**DOCUMENT SEGMENT**

━━━━━━━━━━

This section trains the models on extra data if their training_mode option is set to either 'test' or 'final'.

In [None]:
models_dict = {'tree': tree,
               'forest': forest,
               'gboost': gboost,
               'net': net}

In [None]:
test_mode_X_train_norm = np.concatenate((X_train_norm, X_val_norm))
test_mode_y_train = np.concatenate([log_y_train,
                                  log_y_val])

final_mode_X_train_norm = np.concatenate((X_train_norm,
                              X_val_norm,
                              X_test_norm))
final_mode_y_train = np.concatenate([log_y_train,
                                  log_y_val,
                                  log_y_test])

In [None]:
for model_name in models_dict:
    if options[model_name]['train_model']:
        if options[model_name]['training_mode'] == 'test':
            models_dict[model_name].fit(test_mode_X_train_norm,
                                        test_mode_y_train)
        elif options[model_name]['training_mode'] == 'final':
            models_dict[model_name].fit(final_mode_X_train_norm,
                                        final_mode_y_train)

# Evaluation

Here we make some simple graphs and reports to give an idea whether our models are worth saving. Note that all figures and reports are done using the validation data -- if the models are set to 'test' or 'final' training modes, they will have already trained on this data!

━━━━━━━━━━

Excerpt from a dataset
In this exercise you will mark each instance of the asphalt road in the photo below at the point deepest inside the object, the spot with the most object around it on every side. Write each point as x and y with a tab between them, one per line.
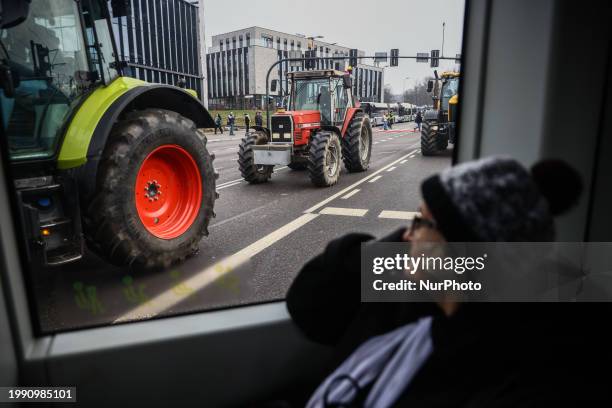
260	238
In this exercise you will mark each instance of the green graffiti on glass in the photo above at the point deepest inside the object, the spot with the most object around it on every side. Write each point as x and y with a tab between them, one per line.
86	298
132	293
180	288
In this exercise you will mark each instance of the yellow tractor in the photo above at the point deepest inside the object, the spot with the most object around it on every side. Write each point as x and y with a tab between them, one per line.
438	128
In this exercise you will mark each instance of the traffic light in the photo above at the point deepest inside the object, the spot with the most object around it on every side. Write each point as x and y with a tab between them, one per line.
435	58
394	57
353	57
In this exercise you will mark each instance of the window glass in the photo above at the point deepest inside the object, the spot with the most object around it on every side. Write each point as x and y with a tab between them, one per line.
47	55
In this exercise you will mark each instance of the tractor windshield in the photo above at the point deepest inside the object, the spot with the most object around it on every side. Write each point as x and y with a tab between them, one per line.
50	69
313	94
450	87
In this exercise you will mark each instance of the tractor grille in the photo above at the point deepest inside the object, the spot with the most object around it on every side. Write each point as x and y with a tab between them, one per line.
282	129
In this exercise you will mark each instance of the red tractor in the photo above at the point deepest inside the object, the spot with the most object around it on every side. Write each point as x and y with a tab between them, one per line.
322	125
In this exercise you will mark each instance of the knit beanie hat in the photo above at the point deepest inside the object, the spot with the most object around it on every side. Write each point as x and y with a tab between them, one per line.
497	199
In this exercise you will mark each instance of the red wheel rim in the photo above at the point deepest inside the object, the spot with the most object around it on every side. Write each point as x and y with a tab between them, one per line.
168	191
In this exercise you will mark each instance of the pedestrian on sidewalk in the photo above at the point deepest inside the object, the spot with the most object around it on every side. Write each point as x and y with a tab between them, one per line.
218	123
231	120
247	122
418	120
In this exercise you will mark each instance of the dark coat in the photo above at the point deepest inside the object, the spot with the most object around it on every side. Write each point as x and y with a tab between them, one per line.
485	355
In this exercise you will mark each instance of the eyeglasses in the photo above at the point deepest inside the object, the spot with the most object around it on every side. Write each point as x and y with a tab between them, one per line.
418	222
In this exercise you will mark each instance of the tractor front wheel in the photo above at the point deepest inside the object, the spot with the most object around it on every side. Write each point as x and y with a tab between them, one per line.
357	144
155	191
250	171
324	159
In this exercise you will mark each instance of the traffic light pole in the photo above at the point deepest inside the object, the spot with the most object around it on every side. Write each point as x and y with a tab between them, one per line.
314	59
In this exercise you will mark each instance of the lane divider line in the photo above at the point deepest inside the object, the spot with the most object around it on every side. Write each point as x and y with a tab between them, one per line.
228	182
350	212
169	298
398	215
352	186
352	193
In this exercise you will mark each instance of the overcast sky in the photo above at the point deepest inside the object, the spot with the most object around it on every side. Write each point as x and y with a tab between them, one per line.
410	25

━━━━━━━━━━

**WHAT YOU WILL DO**
A) In the model training excerpt, which data are used for all figures and reports in the evaluation section?
B) Report every line of the rows that contains the string "overcast", treating uppercase and lowercase letters as distinct.

**PER-TASK ANSWERS**
A) The validation data.

B)
In this exercise you will mark each instance of the overcast sky in the photo above at the point deepest inside the object, the spot with the most object around it on every side. Write each point as x and y with a tab between them, one per line.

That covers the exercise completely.